→ **Aim**
Only those lines running from the line that contains "Reviewer note: see that each instance of the woman's" through the end of the material are to be written out, each exactly as shown.
----- Entries provided -----
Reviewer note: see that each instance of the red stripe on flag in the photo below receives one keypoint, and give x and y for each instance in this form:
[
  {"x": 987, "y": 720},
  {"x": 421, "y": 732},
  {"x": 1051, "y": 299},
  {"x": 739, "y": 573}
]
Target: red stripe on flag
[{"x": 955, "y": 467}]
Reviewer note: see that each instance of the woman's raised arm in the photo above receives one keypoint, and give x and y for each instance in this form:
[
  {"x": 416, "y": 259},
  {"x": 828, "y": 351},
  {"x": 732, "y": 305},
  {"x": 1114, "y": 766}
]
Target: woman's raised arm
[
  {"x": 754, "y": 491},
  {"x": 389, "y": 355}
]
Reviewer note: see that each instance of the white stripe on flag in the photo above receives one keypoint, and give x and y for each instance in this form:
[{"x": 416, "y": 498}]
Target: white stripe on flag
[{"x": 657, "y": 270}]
-----
→ **Answer to the problem**
Reviewer note: see that each instance of the woman's raised arm in the photo above receives one keypoint, and give x and y for each instance in this form:
[
  {"x": 416, "y": 259},
  {"x": 828, "y": 351},
  {"x": 732, "y": 305},
  {"x": 1114, "y": 766}
]
Target: woman's raised arm
[
  {"x": 754, "y": 491},
  {"x": 389, "y": 355}
]
Reviewer note: see that each instance of the white stripe on flag in the photo above receives one keypoint, and give x and y for each instance in this form:
[{"x": 416, "y": 498}]
Target: white stripe on flag
[{"x": 657, "y": 270}]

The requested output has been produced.